* PROBLEM DESCRIPTION *
Of the lines in the data below, write out exactly those from the one holding "Where can the madame" through the one holding "Where can the denny's", both included.

Collected data

╔══

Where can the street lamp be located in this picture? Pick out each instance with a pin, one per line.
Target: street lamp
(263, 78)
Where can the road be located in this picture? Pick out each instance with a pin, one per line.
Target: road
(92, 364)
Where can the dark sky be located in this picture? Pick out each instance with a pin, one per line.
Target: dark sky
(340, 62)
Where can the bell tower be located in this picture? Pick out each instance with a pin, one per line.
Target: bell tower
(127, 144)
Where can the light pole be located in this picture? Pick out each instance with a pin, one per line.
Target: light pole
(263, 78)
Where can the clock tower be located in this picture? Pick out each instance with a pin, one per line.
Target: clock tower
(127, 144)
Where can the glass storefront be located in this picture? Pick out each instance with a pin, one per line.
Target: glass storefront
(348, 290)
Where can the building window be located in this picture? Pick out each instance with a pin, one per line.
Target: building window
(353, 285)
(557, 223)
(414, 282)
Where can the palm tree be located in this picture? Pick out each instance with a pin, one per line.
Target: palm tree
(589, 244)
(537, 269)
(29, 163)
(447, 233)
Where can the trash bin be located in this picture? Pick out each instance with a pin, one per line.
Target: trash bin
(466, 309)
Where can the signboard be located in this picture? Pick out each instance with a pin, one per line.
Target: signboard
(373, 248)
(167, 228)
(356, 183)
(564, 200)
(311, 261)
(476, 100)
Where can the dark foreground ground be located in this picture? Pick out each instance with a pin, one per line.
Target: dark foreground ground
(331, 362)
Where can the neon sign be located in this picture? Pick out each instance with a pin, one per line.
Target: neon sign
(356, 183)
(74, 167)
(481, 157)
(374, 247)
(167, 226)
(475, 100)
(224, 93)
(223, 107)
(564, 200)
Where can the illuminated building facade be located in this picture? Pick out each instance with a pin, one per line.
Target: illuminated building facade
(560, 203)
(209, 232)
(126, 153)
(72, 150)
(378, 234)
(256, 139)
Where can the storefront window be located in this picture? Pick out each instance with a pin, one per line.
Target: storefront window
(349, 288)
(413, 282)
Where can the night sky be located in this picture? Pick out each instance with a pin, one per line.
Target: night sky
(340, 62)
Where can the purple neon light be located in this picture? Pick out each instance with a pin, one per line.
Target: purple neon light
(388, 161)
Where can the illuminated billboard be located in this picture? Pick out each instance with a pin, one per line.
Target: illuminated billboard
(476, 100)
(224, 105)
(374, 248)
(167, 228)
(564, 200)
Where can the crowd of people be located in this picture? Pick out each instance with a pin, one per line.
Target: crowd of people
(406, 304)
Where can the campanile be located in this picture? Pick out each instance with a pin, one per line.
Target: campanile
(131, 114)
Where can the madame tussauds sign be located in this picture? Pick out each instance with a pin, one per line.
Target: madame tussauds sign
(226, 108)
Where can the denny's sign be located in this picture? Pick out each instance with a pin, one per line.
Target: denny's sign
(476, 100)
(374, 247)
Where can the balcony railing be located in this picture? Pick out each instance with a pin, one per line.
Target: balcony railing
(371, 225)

╚══

* RESULT *
Where can the madame tussauds sign be located in this picture? Pick out each instance with a pin, one per line.
Target: madame tussauds sign
(226, 108)
Where can the denny's sign be located in this picture? Pick out each instance with a pin, one per line.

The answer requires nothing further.